TEXTO PROPORCIONADO >>

..............................

Escribe: Juan Carlos Scelza

 

Ogasawara, a diez minutos del final. Parecía que ni el alargue cambiaría el 0 a 0, pero llegó acompañado de festejo por la obtención del título. 8 de diciembre: Kashima Antlers era el nuevo monarca del país que seis meses después sería anfitrión del Mundial 2002.

 

Exactamente una semana antes, en la coreana Busan, el bolillero había indicado que Uruguay debutaría ante Dinamarca el 1 de junio. Durante quince días, junto a Ariel Téllez, recorrí las ciudades y los estadios del exótico campeonato compartido que nos esperaba.

 

Si el estadio de Kashima, ese de la final que acabábamos de observar, impactaba, la recorrida no dejó de sorprendernos. Arquitectura, diseño, tecnología, presentaban estadios que salían de lo común. Saint-Denis, con sus tribunas retráctiles, deslumbró en el 98, dando un quiebre a los modelos convencionales presentados hasta ese entonces. Las nuevas versiones mundialistas permitieron acompañar el progreso de escenarios que bajo millonarios requisitos de la FIFA -la mayoría, inversiones de 500 millones de euros- siguen ciertas coordenadas, y que asemejan su estructura a naves espaciales y sus comodidades a las de lujosos shoppings u hoteles 5 estrellas.

..............................

DATOS DEL EJERCICIO >>
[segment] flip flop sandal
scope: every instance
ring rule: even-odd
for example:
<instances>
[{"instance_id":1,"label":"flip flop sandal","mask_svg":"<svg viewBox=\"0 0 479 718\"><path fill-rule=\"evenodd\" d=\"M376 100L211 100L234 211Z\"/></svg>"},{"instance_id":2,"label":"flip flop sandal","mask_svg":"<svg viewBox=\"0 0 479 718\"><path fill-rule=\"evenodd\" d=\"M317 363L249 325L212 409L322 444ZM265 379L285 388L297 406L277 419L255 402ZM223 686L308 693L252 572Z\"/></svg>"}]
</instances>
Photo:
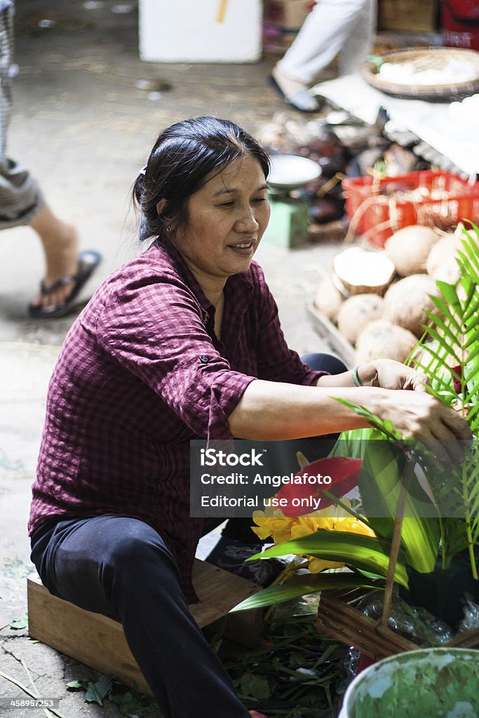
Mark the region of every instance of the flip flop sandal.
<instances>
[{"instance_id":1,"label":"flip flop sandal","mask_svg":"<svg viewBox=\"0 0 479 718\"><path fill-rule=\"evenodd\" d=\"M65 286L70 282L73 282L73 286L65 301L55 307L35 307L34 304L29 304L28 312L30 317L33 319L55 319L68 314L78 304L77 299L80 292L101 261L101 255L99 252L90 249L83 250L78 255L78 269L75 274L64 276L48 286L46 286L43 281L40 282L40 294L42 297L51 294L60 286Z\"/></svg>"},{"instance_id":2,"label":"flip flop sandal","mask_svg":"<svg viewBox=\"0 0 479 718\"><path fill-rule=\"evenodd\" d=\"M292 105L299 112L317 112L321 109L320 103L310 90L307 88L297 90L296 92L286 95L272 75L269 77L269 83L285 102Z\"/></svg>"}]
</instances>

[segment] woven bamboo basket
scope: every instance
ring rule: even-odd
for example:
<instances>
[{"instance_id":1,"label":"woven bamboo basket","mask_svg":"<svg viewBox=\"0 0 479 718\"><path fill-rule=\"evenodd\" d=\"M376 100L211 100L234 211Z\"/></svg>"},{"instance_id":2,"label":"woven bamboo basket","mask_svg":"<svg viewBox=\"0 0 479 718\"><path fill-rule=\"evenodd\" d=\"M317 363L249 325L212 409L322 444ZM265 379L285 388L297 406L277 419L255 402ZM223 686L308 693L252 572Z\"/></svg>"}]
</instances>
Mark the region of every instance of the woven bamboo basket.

..............................

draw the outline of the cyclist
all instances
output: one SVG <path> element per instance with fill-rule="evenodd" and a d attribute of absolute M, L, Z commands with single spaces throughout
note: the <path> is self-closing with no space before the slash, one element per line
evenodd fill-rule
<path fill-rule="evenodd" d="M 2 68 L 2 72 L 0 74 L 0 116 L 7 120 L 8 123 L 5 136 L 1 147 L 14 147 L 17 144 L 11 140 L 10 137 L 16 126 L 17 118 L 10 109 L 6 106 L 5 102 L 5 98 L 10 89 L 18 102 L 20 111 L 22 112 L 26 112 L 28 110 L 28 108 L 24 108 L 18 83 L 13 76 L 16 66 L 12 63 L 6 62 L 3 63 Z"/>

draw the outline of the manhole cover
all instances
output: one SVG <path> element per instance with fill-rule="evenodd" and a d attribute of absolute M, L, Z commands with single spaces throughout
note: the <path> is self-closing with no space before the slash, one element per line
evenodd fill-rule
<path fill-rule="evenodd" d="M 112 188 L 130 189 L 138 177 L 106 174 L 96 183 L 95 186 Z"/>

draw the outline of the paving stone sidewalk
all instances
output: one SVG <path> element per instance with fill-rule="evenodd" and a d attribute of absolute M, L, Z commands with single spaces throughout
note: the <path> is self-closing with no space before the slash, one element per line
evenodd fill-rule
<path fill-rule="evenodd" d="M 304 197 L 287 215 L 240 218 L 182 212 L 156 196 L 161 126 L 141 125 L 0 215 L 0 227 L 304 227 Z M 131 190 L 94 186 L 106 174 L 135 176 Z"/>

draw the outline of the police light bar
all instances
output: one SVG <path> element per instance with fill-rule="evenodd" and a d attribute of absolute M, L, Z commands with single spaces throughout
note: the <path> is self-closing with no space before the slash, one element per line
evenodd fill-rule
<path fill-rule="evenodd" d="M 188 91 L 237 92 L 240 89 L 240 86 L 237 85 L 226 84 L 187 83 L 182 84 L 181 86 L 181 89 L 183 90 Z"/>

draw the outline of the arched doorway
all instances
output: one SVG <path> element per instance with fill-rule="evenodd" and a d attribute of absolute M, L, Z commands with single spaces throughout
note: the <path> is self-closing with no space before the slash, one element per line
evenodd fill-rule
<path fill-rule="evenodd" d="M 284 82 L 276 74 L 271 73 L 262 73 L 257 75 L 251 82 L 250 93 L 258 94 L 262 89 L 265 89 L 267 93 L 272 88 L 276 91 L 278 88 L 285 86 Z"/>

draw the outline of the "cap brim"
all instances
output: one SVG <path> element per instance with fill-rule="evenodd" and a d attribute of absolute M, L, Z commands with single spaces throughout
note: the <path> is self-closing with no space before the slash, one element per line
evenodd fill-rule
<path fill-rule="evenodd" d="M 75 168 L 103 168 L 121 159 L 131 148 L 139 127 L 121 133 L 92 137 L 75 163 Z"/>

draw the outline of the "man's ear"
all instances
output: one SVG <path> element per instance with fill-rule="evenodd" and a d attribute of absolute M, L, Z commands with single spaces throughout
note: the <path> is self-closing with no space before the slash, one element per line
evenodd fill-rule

..............................

TAREAS A REALIZAR >>
• a. Traduce al inglés, por favor, esta oración del texto sobre los estadios del Mundial 2002: "Arquitectura, diseño, tecnología, presentaban estadios que salían de lo común."
• b. Filtra las filas y copia cada línea que contenga la palabra "sandal". Distingue entre mayúsculas y minúsculas.

RESPUESTAS >>
• a. Architecture, design, technology presented stadiums that were out of the ordinary.

• b.
[segment] flip flop sandal
[{"instance_id":1,"label":"flip flop sandal","mask_svg":"<svg viewBox=\"0 0 479 718\"><path fill-rule=\"evenodd\" d=\"M376 100L211 100L234 211Z\"/></svg>"},{"instance_id":2,"label":"flip flop sandal","mask_svg":"<svg viewBox=\"0 0 479 718\"><path fill-rule=\"evenodd\" d=\"M317 363L249 325L212 409L322 444ZM265 379L285 388L297 406L277 419L255 402ZM223 686L308 693L252 572Z\"/></svg>"}]
Mark the region of every instance of the flip flop sandal.
[{"instance_id":1,"label":"flip flop sandal","mask_svg":"<svg viewBox=\"0 0 479 718\"><path fill-rule=\"evenodd\" d=\"M65 286L70 282L73 282L73 286L65 301L55 307L35 307L34 304L29 304L28 312L30 317L33 319L55 319L68 314L78 304L77 299L80 292L101 261L101 255L99 252L90 249L83 250L78 255L78 269L75 274L64 276L48 286L46 286L43 281L40 282L40 294L42 297L51 294L60 286Z\"/></svg>"},{"instance_id":2,"label":"flip flop sandal","mask_svg":"<svg viewBox=\"0 0 479 718\"><path fill-rule=\"evenodd\" d=\"M292 105L299 112L317 112L321 109L320 103L310 90L307 88L297 90L296 92L286 95L272 75L269 77L269 83L285 102Z\"/></svg>"}]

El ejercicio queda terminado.